Given data –
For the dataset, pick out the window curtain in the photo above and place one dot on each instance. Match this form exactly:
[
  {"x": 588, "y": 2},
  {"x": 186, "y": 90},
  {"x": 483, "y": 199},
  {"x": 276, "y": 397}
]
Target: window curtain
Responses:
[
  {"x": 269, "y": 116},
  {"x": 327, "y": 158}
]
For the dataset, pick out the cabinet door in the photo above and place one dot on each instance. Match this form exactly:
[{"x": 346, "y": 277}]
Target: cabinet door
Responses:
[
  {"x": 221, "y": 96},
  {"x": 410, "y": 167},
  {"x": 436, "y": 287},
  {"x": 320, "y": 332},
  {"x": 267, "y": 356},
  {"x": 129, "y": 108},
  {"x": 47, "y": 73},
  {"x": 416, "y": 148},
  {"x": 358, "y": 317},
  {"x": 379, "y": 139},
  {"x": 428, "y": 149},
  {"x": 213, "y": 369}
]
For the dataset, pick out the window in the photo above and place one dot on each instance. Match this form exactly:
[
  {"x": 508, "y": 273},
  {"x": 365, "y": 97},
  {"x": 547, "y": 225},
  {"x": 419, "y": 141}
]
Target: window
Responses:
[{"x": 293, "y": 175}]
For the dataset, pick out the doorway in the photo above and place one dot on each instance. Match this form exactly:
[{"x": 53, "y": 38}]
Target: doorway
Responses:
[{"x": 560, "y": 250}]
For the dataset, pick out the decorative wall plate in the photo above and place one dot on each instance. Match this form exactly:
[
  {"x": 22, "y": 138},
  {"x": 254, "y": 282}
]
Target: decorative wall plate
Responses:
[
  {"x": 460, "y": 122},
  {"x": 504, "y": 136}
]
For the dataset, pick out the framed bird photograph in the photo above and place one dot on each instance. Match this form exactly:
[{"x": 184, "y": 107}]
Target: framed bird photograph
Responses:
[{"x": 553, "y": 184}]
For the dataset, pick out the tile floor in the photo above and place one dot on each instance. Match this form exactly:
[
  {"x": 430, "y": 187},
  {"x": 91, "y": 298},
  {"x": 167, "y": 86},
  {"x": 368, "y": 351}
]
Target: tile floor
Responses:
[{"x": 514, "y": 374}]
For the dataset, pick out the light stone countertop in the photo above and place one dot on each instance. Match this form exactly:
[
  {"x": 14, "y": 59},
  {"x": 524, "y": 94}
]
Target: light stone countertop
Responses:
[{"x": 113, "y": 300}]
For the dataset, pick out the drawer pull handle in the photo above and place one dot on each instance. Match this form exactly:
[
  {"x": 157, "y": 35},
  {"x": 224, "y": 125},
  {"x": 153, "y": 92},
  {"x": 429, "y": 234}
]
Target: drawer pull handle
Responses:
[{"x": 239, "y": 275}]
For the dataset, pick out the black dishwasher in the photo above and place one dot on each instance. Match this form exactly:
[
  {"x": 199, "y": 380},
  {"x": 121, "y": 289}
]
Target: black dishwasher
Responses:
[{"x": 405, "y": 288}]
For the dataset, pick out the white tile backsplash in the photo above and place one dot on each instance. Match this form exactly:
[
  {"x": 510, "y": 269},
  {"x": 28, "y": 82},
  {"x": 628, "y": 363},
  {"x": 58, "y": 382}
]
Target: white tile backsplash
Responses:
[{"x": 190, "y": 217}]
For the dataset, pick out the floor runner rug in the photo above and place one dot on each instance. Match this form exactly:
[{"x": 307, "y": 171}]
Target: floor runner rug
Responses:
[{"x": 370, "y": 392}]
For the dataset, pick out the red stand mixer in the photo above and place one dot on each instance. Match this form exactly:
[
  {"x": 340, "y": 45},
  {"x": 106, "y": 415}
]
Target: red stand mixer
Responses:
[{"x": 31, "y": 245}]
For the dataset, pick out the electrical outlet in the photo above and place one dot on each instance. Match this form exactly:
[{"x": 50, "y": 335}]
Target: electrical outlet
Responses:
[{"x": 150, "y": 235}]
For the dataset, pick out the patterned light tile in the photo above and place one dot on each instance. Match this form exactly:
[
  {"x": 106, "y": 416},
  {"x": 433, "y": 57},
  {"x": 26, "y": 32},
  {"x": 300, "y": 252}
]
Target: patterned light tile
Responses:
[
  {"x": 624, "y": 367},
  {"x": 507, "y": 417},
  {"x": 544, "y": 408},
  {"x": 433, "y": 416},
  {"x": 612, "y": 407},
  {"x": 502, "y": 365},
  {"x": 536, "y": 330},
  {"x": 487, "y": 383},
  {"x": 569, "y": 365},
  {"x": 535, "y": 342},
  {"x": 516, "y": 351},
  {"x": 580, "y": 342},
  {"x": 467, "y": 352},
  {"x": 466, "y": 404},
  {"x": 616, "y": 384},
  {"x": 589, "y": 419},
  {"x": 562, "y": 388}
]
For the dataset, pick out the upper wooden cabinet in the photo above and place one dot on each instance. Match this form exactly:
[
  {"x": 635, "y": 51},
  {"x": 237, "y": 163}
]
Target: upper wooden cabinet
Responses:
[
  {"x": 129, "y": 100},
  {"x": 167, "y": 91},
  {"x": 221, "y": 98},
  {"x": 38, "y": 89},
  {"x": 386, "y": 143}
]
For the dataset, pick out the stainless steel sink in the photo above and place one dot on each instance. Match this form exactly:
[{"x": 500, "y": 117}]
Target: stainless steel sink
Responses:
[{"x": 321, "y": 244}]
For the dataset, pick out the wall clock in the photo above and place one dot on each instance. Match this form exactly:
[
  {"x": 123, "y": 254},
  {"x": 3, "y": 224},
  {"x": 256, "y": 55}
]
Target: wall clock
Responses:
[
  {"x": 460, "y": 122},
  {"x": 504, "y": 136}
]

Goal – Copy out the full listing exactly.

Finished task –
For the dataset, pick out the window curtain in the photo above and place one dot on each instance. Match this form exactly:
[
  {"x": 588, "y": 2},
  {"x": 186, "y": 90},
  {"x": 483, "y": 199},
  {"x": 276, "y": 397}
]
Target: window curtain
Responses:
[
  {"x": 269, "y": 116},
  {"x": 327, "y": 158}
]
For the dataset, pick out the cabinet door in the photo above and place one dot on each instance. Match this form exactly:
[{"x": 346, "y": 277}]
Target: cabinet door
Responses:
[
  {"x": 221, "y": 96},
  {"x": 410, "y": 167},
  {"x": 436, "y": 287},
  {"x": 320, "y": 332},
  {"x": 267, "y": 356},
  {"x": 129, "y": 108},
  {"x": 47, "y": 73},
  {"x": 416, "y": 148},
  {"x": 358, "y": 317},
  {"x": 379, "y": 139},
  {"x": 428, "y": 149},
  {"x": 213, "y": 369}
]
For the dataset, pick out the window in the photo above and place one dot on each instance. Match this form exactly:
[
  {"x": 508, "y": 273},
  {"x": 365, "y": 97},
  {"x": 547, "y": 225},
  {"x": 419, "y": 141}
]
Target: window
Responses:
[{"x": 293, "y": 175}]
For the dataset, pick out the doorway in the photo above and place one dot on each instance. Match this form exactly:
[{"x": 53, "y": 38}]
Target: doorway
Responses:
[{"x": 560, "y": 250}]
For the dataset, pick out the decorative wall plate in the photo above and place one dot on each instance. Match this form exactly:
[
  {"x": 22, "y": 138},
  {"x": 254, "y": 282}
]
Target: decorative wall plate
Responses:
[
  {"x": 460, "y": 122},
  {"x": 504, "y": 136}
]
For the dataset, pick out the framed bird photograph in the photo above and place one dot on each instance. Match this form exactly:
[{"x": 184, "y": 107}]
Target: framed bird photograph
Responses:
[{"x": 553, "y": 184}]
For the dataset, pick out the tile floor in the photo above and place one dot on each instance. Match this form exactly:
[
  {"x": 430, "y": 187},
  {"x": 91, "y": 298},
  {"x": 167, "y": 86},
  {"x": 368, "y": 351}
]
Target: tile floor
Responses:
[{"x": 514, "y": 374}]
For the dataset, pick out the light stone countertop in the photo above and place one dot on each instance. Match this form exactly:
[
  {"x": 14, "y": 59},
  {"x": 524, "y": 94}
]
Target: light stone countertop
Responses:
[{"x": 113, "y": 300}]
For the dataset, pick out the drawer pull handle in the photo above and place one dot on each instance. Match this form exactly:
[
  {"x": 157, "y": 35},
  {"x": 224, "y": 125},
  {"x": 153, "y": 92},
  {"x": 429, "y": 234}
]
Target: drawer pull handle
Responses:
[{"x": 239, "y": 275}]
For the dataset, pick out the black dishwasher in the photo above and place one dot on each instance. Match this form exactly:
[
  {"x": 199, "y": 380},
  {"x": 121, "y": 289}
]
Target: black dishwasher
Responses:
[{"x": 405, "y": 288}]
For the dataset, pick out the white tile backsplash in the photo above and place one dot on each instance. Match this form exactly:
[
  {"x": 510, "y": 269},
  {"x": 28, "y": 82},
  {"x": 628, "y": 363},
  {"x": 58, "y": 382}
]
Target: white tile backsplash
Responses:
[{"x": 190, "y": 217}]
For the dataset, pick out the floor runner rug in the photo above and place one dot on each instance. Match this form exactly:
[{"x": 307, "y": 171}]
Target: floor runner rug
Responses:
[{"x": 370, "y": 392}]
For the dataset, pick out the red stand mixer in the photo above and place one dot on each instance. Match this form exactly:
[
  {"x": 340, "y": 45},
  {"x": 106, "y": 415}
]
Target: red stand mixer
Responses:
[{"x": 31, "y": 245}]
For the dataset, pick out the electrical outlet in the photo above and place one dot on each instance. Match this form exactly:
[{"x": 50, "y": 335}]
Target: electrical outlet
Responses:
[{"x": 150, "y": 235}]
For the dataset, pick out the patterned light tile in the photo above and place one dot on each instance. Match this form exactly:
[
  {"x": 106, "y": 416},
  {"x": 433, "y": 57},
  {"x": 26, "y": 32},
  {"x": 300, "y": 252}
]
Target: patterned light tile
Responses:
[
  {"x": 624, "y": 367},
  {"x": 507, "y": 417},
  {"x": 544, "y": 408},
  {"x": 433, "y": 416},
  {"x": 612, "y": 407},
  {"x": 502, "y": 365},
  {"x": 536, "y": 330},
  {"x": 487, "y": 383},
  {"x": 569, "y": 365},
  {"x": 535, "y": 342},
  {"x": 516, "y": 351},
  {"x": 580, "y": 342},
  {"x": 467, "y": 352},
  {"x": 466, "y": 404},
  {"x": 616, "y": 384},
  {"x": 589, "y": 419},
  {"x": 562, "y": 388}
]
For the dataset, pick out the upper wooden cabinet in the photo above and place one dot on each instance. Match this form exactly:
[
  {"x": 635, "y": 51},
  {"x": 237, "y": 163}
]
Target: upper wooden cabinet
Responses:
[
  {"x": 129, "y": 100},
  {"x": 167, "y": 91},
  {"x": 221, "y": 98},
  {"x": 38, "y": 89},
  {"x": 386, "y": 143}
]
For the dataset, pick out the stainless steel sink in the photo above and place one dot on each instance. Match this form exactly:
[{"x": 500, "y": 117}]
Target: stainless steel sink
Responses:
[{"x": 321, "y": 244}]
For the dataset, pick out the wall clock in the photo above and place one dot on each instance. Match this form exactly:
[
  {"x": 123, "y": 254},
  {"x": 3, "y": 224},
  {"x": 256, "y": 55}
]
Target: wall clock
Responses:
[
  {"x": 460, "y": 122},
  {"x": 504, "y": 136}
]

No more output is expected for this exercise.